La poussée d'inflation à compter de 2021, a conduit à une nette augmentation du nombre de salariés rémunérés au Smic en France. Une étude de l'OCDE fondée sur des comparaisons internationales montre qu'en réalité "les facteurs favorisant une possible "smicardisation" des salariés français sont à l’œuvre depuis plus d’une décennie". La France se distingue par la plus forte progression du revenu net dans le bas de l'échelle, et des mécanismes socio-fiscaux de nature à favoriser la création de trappes à bas salaires particulièrement importants.

La France, comme les autres pays européens, a connu un haut niveau d’inflation à partir de 2021. Indexé sur l’inflation, le salaire minimum interprofessionnel de croissance (Smic), a rapidement rattrapé les salaires qui lui étaient légèrement supérieurs si bien que le nombre de salariés rémunérés au salaire minimum a fortement augmenté.  "Ils étaient 2 millions dans le secteur privé au 1er janvier 2021 contre 3,1 millions deux ans plus tard", soit une hausse de plus de 50%". On a alors parlé de "smicardisation" de la société française. 

Un document de travail de l’OCDE montre toutefois que "les facteurs favorisant une possible "smicardisation" des salariés français sont à l’œuvre depuis plus d’une décennie".

En comparant les rémunérations dans le bas de l’échelle des salaires en France et dans quatre autres pays européens (Allemagne, Danemark, Pays-Bas, Portugal, les auteurs montrent que le salaire minimum était déjà relativement élevé en France avant le choc inflationniste de 2021, avec pour effet un nombre élevé de salariés à son voisinage.

En France comme dans les autres pays étudiés, les bas salaires reflètent principalement le niveau de compétences des salariés, davantage que les caractéristiques des entreprises ou des secteurs. Les salariés français faiblement rémunérés n'ont pas plus de difficultés à gravir l'échelle des salaires que leurs voisins. En revanche, les salariés français proches du Smic se distinguent par leur faible mobilité professionnelle (faible probabilité de changer d’entreprise) et sont particulièrement exposés au risque de chômage.

#### À faire
1. D'après le texte sur le Smic, combien de salariés du secteur privé étaient rémunérés au salaire minimum au 1er janvier 2021 ?
2. Recopiez fidèlement la partie du texte sur le Smic qui s'ouvre sur les mots contenant « La France, comme » et se ferme sur « la société française. ».

Enregistrements issus d'un jeu de données:
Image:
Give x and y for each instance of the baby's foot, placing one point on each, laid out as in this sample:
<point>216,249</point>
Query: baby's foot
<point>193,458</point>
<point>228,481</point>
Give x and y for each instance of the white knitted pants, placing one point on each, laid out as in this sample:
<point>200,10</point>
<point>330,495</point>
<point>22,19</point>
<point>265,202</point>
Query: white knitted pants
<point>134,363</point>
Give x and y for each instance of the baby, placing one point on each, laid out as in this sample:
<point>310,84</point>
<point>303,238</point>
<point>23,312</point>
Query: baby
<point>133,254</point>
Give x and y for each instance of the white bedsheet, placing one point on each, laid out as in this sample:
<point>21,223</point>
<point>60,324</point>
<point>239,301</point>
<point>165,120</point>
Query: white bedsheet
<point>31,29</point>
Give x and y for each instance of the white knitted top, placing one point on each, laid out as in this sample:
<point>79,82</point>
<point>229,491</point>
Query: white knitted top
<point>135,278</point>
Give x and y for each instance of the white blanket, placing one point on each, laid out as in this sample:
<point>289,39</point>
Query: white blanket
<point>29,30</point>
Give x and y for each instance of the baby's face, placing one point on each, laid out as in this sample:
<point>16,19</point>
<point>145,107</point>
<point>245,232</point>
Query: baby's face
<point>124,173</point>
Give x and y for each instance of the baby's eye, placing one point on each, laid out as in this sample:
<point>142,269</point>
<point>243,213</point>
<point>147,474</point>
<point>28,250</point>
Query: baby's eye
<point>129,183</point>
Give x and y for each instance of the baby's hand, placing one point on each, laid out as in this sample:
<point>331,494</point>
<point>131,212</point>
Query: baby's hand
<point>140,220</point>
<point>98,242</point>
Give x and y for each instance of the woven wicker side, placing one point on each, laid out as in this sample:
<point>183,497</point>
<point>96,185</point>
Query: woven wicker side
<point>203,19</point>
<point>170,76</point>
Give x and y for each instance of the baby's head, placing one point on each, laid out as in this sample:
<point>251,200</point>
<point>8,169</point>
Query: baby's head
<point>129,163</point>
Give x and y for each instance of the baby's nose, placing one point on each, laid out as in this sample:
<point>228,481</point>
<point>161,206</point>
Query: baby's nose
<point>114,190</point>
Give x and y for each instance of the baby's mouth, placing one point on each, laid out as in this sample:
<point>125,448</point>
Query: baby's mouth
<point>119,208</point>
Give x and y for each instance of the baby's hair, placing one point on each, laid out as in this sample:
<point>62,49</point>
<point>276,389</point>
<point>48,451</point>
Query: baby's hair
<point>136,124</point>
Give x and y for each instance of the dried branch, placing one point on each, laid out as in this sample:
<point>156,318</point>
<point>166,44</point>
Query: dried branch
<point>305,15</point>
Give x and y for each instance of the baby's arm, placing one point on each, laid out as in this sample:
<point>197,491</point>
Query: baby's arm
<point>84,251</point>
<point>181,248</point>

#### Réponses par consigne
1. 2 millions.

2.
La France, comme les autres pays européens, a connu un haut niveau d’inflation à partir de 2021. Indexé sur l’inflation, le salaire minimum interprofessionnel de croissance (Smic), a rapidement rattrapé les salaires qui lui étaient légèrement supérieurs si bien que le nombre de salariés rémunérés au salaire minimum a fortement augmenté.  "Ils étaient 2 millions dans le secteur privé au 1er janvier 2021 contre 3,1 millions deux ans plus tard", soit une hausse de plus de 50%". On a alors parlé de "smicardisation" de la société française.